▶ **TASK MATERIAL**
+ + + + + + +
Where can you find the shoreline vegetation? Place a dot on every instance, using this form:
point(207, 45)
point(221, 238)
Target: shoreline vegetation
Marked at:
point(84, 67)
+ + + + + + +
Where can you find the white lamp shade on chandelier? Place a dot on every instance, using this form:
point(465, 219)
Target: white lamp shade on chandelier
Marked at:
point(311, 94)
+ + + + + + +
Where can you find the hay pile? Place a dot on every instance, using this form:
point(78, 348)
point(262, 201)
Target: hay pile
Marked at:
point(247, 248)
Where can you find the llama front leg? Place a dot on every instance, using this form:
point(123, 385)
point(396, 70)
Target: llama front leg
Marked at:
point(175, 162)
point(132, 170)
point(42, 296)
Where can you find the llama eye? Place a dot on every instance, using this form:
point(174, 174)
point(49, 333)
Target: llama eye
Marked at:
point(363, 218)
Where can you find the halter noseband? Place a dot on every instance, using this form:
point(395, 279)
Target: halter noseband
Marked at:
+ + + + + + +
▶ **TASK GOAL**
Reply with nothing except the number of lines in the listing above that include the string "halter".

▶ **ANSWER FOR THIS EXERCISE**
2